Quoted text =

— START —

# NFAA 3d scoring???



## joeprec (Aug 15, 2005)

My brother and my wife and I went to a 3d shoot and found out after we arrived that it was marked yards. The scoring was 11-10-8 for super kill-kill-body. What is the format of this scoring? It seemed a little too easy as if maybe a pro could clean the course. We shot two arrows apiece at 30 targets from 20 yards to one at 101 yards. I shot a 638 out of 660 and I felt out of my groove virtually all day. I am thinking maybe nfaa doesn't use the whole kill area to score a 10 because when you know the yardage it is too easy. Input?


----------



## Supermag1 (Jun 11, 2009)

You sure it's not 11-10-8-5-0 scoring?


----------



## joeprec (Aug 15, 2005)

No I made sure of the scoring which was shown on a target at the sign in booth.


----------



## ArcheryNut2006 (Dec 5, 2006)

That is not NFAA scoring.


----------



## Ridley75 (Apr 23, 2010)

Too easy? Well not one pro cleaned Redding with that exact same scoring format.


----------



## joeprec (Aug 15, 2005)

So what is NFAA 3d scoring format?


----------



## ArcheryNut2006 (Dec 5, 2006)

Center 12, 10, 8, 5. The center 12 is not always counted in local shoots.


----------



## joeprec (Aug 15, 2005)

Makes much more sense than scoring an 8 for a body hit. Is the kill area then normally scored as the 8?


----------



## CHPro (May 21, 2002)

Scoring that you are describing is similar to the scoring used for a Marked 3D like the Redding (Western Trail) tournament out in CA which is also the NFAA Marked 3D championship. The Redding tournament, and several similar events held out on the west coast, has an orange dot inside a circle drawn on the 3D targets (made by the Critter Factory). Scoring goes 11 for the orange dot, 10 for inside the circle but not in the dot and then 8 for the rest of the animal. 2 arrows/target, possible 22 per target. Number of targets can vary, Redding for example shoots 70 targets spread out over a 3-day tournament. 

I have seen local marked 3D events use a similar scoring format translated onto McKenzie or Rhinehart targets where they score the "traditional" 11 or 12-ring in the middle of the 3D kill as the 11, then 10 for the rest of the 3D scoring area out to the vitals (normally encompasses the 3D 10 and 8-ring values) and 8 for the rest of the body (3D = 5). Sounds like this is what your local club may have set up for their marked 3D. Loosely follows NFAA marked 3D scoring rules, but sounds like an aiming dot (11-ring) was not provided.

— END —

Provided data =
— START —

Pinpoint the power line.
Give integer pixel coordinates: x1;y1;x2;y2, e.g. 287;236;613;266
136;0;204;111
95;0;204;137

— END —

Challenges =
1. According to the 3D scoring thread, how many targets does Redding shoot, and over how many days?
2. Reproduce everything in the 3D scoring thread from "## Supermag1 (Jun" down to "sign in booth.".
3. Put this sentence from the 3D scoring thread into Spanish: "The center 12 is not always counted in local shoots."
The listing above was taken from a different source than the 3D scoring thread.

Answers to the exercise =
1. Redding shoots 70 targets over a 3-day tournament.

2.
## Supermag1 (Jun 11, 2009)

You sure it's not 11-10-8-5-0 scoring?


----------



## joeprec (Aug 15, 2005)

No I made sure of the scoring which was shown on a target at the sign in booth.

3. El 12 central no siempre se cuenta en las competencias locales.